══ GIVEN DATA ══

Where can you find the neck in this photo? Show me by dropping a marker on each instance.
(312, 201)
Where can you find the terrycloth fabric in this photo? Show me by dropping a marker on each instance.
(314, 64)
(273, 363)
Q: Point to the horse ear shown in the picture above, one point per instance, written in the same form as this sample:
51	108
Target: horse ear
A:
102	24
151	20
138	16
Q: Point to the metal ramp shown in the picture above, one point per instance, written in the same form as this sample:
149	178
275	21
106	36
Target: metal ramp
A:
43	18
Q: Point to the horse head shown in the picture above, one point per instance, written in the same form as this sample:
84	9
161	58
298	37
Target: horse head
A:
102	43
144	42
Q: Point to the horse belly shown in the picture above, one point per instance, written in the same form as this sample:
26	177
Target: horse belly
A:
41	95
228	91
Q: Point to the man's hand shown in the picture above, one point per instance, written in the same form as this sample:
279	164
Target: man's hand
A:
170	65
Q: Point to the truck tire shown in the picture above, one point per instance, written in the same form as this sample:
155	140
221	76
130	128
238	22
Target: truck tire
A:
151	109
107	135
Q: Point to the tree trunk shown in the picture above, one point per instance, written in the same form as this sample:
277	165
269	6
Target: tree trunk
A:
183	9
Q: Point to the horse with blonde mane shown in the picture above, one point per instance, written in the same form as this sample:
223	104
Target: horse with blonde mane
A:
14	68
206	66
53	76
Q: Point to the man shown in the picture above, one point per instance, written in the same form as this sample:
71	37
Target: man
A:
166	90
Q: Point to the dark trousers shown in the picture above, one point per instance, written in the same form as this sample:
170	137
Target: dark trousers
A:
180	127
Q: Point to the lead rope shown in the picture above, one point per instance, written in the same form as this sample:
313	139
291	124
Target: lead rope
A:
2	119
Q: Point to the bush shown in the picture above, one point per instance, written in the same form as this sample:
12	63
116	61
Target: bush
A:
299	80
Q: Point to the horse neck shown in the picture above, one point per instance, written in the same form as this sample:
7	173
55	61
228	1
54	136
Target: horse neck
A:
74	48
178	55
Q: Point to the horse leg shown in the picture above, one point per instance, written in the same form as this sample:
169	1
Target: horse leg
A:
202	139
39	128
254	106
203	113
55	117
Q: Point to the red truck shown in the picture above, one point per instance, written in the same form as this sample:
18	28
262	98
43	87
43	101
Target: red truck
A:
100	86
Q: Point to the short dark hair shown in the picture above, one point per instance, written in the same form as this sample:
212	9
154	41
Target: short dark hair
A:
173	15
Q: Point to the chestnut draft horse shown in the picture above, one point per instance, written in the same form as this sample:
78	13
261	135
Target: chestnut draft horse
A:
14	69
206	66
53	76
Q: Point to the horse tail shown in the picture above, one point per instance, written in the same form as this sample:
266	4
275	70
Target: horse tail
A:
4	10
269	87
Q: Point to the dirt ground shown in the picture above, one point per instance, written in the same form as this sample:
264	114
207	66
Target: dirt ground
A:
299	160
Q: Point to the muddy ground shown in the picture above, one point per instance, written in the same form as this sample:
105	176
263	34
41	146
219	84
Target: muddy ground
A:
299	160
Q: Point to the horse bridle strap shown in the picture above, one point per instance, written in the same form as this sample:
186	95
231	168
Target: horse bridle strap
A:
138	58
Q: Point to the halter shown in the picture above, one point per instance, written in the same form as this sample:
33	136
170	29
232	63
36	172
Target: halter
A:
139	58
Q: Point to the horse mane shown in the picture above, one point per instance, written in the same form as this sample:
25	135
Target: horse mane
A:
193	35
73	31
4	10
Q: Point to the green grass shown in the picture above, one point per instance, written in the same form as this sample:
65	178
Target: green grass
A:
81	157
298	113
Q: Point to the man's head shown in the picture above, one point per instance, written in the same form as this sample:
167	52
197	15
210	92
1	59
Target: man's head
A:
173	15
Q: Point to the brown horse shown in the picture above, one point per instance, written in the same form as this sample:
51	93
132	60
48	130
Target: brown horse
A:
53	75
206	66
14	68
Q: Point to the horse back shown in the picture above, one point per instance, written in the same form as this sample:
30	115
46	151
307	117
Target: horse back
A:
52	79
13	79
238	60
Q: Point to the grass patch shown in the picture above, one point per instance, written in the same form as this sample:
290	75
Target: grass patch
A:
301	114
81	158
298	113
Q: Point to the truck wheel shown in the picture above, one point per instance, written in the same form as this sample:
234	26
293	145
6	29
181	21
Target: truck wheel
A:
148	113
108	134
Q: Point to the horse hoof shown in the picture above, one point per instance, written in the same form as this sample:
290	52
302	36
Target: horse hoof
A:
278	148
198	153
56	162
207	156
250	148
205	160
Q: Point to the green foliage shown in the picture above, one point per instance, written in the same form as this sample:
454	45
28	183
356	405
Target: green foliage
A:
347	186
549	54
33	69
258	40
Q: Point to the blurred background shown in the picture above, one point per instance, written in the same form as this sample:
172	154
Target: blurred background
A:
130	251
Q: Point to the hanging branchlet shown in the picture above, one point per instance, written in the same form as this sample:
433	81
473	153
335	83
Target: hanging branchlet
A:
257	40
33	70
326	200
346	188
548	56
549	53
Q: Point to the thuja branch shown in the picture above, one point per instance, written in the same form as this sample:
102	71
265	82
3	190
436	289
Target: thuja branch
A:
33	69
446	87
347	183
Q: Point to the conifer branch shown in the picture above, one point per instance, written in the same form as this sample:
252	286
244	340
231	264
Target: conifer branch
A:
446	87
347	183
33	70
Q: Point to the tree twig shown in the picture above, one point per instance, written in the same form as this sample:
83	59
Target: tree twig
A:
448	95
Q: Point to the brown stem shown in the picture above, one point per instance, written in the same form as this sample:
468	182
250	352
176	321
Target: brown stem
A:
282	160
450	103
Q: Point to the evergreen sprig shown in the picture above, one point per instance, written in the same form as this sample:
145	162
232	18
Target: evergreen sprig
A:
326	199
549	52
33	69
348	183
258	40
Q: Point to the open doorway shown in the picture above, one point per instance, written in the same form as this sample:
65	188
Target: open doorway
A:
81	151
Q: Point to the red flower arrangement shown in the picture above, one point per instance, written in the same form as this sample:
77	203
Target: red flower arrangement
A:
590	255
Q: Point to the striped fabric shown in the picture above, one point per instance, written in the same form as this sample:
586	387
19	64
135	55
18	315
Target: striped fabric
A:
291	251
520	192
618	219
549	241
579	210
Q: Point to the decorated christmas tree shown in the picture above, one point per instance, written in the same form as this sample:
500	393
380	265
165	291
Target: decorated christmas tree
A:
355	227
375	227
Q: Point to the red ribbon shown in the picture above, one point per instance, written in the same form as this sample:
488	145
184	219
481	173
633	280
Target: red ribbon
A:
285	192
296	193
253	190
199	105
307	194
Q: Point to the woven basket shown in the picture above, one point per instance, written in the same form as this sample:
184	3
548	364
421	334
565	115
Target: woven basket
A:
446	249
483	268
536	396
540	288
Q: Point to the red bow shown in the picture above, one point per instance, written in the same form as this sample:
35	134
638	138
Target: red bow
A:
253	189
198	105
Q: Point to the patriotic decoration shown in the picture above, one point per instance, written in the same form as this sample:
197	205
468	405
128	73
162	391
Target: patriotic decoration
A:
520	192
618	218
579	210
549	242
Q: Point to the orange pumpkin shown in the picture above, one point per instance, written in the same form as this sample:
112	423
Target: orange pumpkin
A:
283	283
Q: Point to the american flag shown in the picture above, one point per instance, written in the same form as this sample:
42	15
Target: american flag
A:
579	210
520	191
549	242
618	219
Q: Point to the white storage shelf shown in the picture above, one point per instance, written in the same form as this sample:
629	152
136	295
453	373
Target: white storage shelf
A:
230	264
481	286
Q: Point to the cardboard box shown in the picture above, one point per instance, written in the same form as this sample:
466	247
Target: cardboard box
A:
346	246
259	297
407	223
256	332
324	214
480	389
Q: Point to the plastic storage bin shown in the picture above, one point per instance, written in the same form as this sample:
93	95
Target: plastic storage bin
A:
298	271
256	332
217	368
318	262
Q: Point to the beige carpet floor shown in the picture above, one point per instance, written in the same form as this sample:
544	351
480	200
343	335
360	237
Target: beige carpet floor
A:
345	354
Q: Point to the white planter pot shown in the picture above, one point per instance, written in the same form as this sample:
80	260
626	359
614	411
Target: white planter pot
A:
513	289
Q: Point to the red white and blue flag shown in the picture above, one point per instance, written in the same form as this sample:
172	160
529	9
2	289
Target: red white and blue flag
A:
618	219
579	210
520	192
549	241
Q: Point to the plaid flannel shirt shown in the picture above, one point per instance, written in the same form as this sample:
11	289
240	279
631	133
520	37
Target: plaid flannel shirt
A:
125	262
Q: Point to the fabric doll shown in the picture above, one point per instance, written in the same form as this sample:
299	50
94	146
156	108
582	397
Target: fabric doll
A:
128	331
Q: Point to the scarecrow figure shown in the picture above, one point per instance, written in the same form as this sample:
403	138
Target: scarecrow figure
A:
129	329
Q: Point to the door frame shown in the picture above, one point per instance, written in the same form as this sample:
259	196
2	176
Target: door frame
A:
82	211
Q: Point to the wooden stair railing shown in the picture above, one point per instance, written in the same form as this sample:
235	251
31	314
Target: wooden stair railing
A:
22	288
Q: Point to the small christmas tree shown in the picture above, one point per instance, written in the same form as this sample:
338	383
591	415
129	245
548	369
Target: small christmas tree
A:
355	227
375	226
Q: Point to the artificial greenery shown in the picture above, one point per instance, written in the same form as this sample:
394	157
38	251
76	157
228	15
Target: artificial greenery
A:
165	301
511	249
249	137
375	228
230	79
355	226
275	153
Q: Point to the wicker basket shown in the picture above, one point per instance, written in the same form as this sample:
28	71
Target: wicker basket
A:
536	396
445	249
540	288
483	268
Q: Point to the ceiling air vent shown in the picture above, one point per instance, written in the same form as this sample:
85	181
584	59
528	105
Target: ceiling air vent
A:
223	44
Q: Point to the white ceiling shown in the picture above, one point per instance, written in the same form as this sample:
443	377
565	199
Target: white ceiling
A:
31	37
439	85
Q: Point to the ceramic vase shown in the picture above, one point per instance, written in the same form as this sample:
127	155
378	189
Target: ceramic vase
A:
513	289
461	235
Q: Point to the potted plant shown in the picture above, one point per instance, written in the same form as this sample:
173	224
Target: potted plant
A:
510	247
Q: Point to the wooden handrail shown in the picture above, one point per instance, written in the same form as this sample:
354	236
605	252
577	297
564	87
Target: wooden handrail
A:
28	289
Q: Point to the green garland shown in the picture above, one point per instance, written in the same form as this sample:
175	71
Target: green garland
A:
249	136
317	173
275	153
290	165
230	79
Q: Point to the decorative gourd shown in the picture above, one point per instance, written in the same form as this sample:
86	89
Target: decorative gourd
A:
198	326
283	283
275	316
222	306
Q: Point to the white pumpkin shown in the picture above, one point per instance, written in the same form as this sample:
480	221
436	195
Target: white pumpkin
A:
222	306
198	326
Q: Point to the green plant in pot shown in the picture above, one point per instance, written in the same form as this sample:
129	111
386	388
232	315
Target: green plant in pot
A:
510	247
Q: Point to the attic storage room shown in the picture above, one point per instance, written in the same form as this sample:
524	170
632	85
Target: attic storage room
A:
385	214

═══

## WHAT NEEDS TO BE DONE
Report each line in the data above that holds the word "twig" by copying it.

## ANSWER SPACE
Q: Point to the tree twig shown in the picture above, one point per instance, written in the same form as this sample:
Target: tree twig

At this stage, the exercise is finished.